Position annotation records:
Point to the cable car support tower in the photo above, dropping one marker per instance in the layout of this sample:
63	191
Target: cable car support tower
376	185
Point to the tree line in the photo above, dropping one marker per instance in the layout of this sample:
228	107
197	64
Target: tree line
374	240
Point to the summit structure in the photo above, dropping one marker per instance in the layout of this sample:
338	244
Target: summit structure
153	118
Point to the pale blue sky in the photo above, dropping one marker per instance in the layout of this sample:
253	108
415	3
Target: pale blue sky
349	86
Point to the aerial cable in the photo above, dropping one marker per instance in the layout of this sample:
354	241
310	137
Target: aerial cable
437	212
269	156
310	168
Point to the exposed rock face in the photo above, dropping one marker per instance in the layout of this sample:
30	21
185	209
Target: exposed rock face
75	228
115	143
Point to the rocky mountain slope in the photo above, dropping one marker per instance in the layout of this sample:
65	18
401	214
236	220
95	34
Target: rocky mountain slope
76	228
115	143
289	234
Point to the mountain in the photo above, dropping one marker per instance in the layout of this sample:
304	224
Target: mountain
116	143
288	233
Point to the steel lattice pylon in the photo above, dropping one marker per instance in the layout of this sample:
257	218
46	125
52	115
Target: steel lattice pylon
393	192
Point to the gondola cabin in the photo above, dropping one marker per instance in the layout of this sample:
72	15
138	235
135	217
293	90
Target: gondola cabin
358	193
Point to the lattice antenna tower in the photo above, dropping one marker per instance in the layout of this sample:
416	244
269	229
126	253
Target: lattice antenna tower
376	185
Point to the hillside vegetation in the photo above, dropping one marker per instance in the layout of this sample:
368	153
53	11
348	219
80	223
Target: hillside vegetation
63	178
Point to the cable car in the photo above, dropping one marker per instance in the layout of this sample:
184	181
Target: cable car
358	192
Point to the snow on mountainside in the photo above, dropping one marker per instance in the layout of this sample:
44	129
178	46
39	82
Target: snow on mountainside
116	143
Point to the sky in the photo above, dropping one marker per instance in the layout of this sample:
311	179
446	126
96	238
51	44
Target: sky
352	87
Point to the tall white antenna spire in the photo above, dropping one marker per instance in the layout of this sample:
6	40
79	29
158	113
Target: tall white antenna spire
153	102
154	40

TASK -
Rewrite every line from the one containing "Point to the sky" through the end of the material, requests included. Raise each answer coordinate by 126 and leave the sample coordinates in the requests unchanged.

SOLUTION BELOW -
Point to the sky in the photo above, dropping one marker per instance in the layout of this sample:
311	179
446	126
96	238
51	44
Target: sky
478	213
Point to the tall white antenna spire in the photo above, dropping one marker per instance in the layout of this sample:
6	40
79	29
158	113
Target: tall white antenna spire
279	228
280	166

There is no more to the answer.